SOURCE PASSAGE >>
** START **
# Windows 7 Home Premium vs Ultimate?



## Lionheart (Mar 2, 2010)

Hey guys, just a simple question here, wat operating system would you recommend outta these 2 choices, Windows 7 Home Premium Or Windows 7 Ultimate, I know Ultimate comes with more features but are they worth the price that you pay for it. Cheapest I could find for both of them are,

Home Premium = $292

Ultimate = $469

I can afford Ultimate but I just wanna know if its worth it thats all, I dont just wanna buy it because it says Ultimate and has extra features and too make My computer look even better if you's know want I mean, wat do u call it again, e-peen or something, anyways I appreciate the help, PEACE

PS. That is in Aussie dollars just so you's know


----------



## epicfail (Mar 2, 2010)

i would say get home prem, ultimate doesnt have that great of perks for 200 dollars more almost.
if you really just want it for bragging rights, well you no how to get it for cheaper
not sure about the rules on this forum so im not gonna say that way.
** END **
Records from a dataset
** START **
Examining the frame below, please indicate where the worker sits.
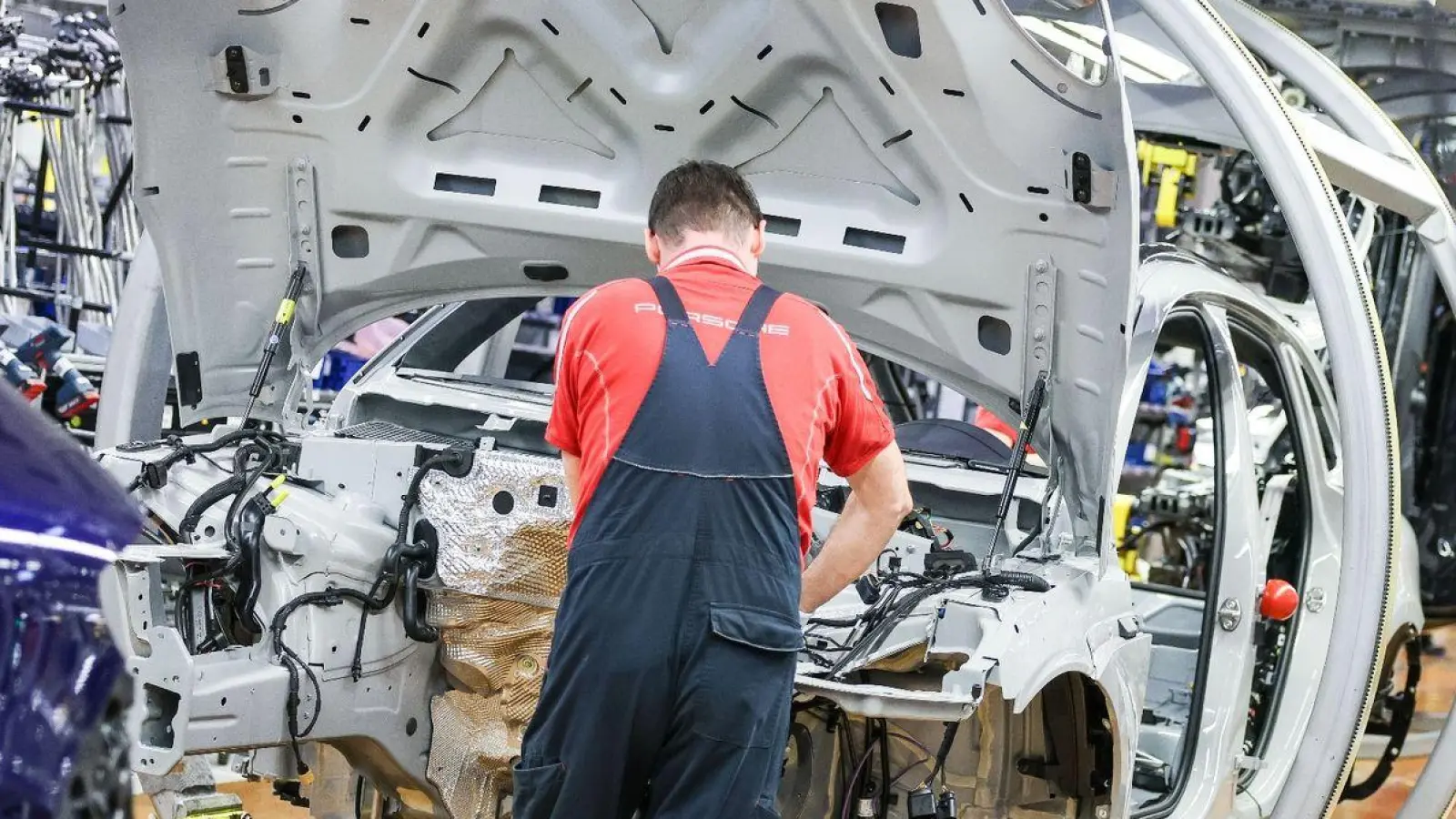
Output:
[512,162,912,819]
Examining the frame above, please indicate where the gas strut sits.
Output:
[986,370,1046,573]
[243,262,308,427]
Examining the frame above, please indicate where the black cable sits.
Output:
[349,448,475,670]
[1010,518,1043,557]
[126,429,287,492]
[830,571,1051,678]
[269,589,367,775]
[925,723,961,787]
[879,719,891,819]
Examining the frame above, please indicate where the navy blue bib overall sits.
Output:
[512,276,803,819]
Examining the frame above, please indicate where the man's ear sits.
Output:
[642,228,662,265]
[748,220,769,258]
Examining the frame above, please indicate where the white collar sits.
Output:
[657,245,752,276]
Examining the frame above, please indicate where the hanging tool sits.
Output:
[0,344,46,400]
[15,324,100,421]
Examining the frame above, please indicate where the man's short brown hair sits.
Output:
[646,159,763,245]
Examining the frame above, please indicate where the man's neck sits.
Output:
[661,243,759,277]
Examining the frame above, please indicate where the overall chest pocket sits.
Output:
[692,605,804,748]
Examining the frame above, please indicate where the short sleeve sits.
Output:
[546,300,590,456]
[824,322,895,477]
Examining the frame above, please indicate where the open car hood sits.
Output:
[112,0,1136,541]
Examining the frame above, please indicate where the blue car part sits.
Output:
[0,379,141,819]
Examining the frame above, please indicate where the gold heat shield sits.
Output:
[420,450,571,819]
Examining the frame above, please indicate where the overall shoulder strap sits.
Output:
[651,276,687,322]
[735,284,782,335]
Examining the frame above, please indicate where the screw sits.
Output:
[1305,589,1325,613]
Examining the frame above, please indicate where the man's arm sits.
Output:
[799,441,915,612]
[561,451,581,507]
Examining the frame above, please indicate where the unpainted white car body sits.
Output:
[91,0,1432,819]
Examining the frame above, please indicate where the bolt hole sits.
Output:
[881,131,915,147]
[490,491,515,514]
[566,77,592,102]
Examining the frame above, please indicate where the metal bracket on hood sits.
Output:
[287,156,323,339]
[1067,150,1119,210]
[1017,259,1057,414]
[207,44,278,99]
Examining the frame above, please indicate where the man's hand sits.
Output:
[799,441,915,612]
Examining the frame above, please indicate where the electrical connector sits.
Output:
[907,785,937,819]
[935,790,956,819]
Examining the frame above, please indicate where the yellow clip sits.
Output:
[1153,167,1182,228]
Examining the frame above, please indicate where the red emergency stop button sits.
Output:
[1259,580,1299,622]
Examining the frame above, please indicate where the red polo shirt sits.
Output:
[546,250,894,552]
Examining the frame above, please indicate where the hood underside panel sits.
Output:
[112,0,1136,541]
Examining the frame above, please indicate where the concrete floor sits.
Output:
[133,628,1456,819]
[1335,628,1456,819]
** END **
BRIEF >>
Answer these questions about the Windows 7 forum thread:
1. What is the cheapest price the first poster found for Windows 7 Home Premium?
2. In what currency are the prices given?
3. Which version does the reply recommend?

RESULT >>
1. $292
2. Australian dollars
3. Windows 7 Home Premium